Compito 1 ::
Secondo il testo sul punk rock, quale attributo rende una band almeno degna di considerazione?
Compito 2 ::
Nel testo sulla credibilità nel punk, a quali cose si dice che la credibilità costringe gli altri? Elencale tutte.
Compito 3 ::
Scrivi il seguito del testo sulla credibilità nel punk, partendo dopo l'ultima frase riportata.

Fonte ::
-=-=-

Quando si parla di punk rock o, allargando lo spettro, di rock’n’roll, al di là dell’aspetto strettamente e tecnicamente musicale, c’è un attributo, letteralmente fondamentale, che rende almeno degna di considerazione una band: la credibilità.
Concetto labile quest’ultimo, ne sono consapevole, ed in quanto tale arduo da teorizzare, ma dai tempi della blues people è sempre stato così e sempre lo sarà: it don't mean a thing if it ain't got that swing. Qualunque cosa tu faccia. La credibilità è quella attitudine individuale che maturi facendoti il culo nella vita reale, è quell’arroganza che, per questo, ti puoi permettere quando parli di te e quando ti poni davanti agli altri anche senza aprire bocca, costringendoli a guardarti, a non ignorarti, ad avere un’idea qualunque di te. “Decido io cosa è punk: se io guido una Cadillac, allora guidare una Cadillac è punk”, usando le parole di un tale John William Cummings.

-=-=-

Materiale ::
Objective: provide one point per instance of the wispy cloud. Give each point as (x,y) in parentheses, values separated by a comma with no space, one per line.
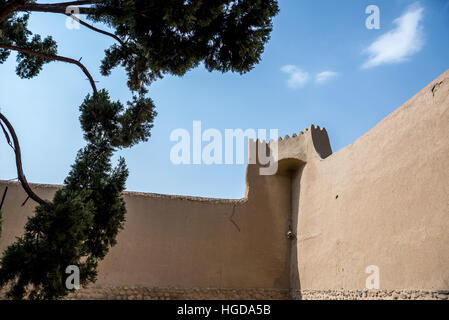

-=-=-

Risposta 1 ::
La credibilità.

Risposta 2 ::
- A guardarti
- A non ignorarti
- Ad avere un'idea qualunque di te

Risposta 3 ::
E –cazzo- i Diplomatics quest’arroganza se la possono permettere e come. Copertina e titolo che più citazionista non si può, giacchette giuste, facce toste e un album che sembra uscito dal tardo 1975 newyorkese, da quell’epoca d’oro, eroina e polvere che decise cosa è punk, appunto. Questo lavoro trasuda non solo piena padronanza della materia trattata, ma soprattutto passione ed urgenza, testimonianza resa anche dalle registrazioni live in studio.
Lo stile è tutto: ci sono dentro i Dead Boys, Johnny Thunders con i Dolls e gli Heartbreakers, Lou Reed, i Dictators, ma anche una certa lascività rabbiosa à la Rolling Stones che conferisce quel tocco di garage sound e che richiama in alcuni episodi i nostrani Peawees (“Needings” e, soprattutto, quella piccola bomba dal titolo “Where I was born”).
Otto brani in totale, sospesi tra potenza e melodia, tra rabbia e sensibilità, pop art malata, masticata e sputata via, cori e coretti di stampo sixties, blues metropolitano e voglia di lasciare il segno, se non nella storia, almeno quando si cammina nel proprio quartiere.
Credibilità. Ed i Diplomatics ne hanno a pacchi.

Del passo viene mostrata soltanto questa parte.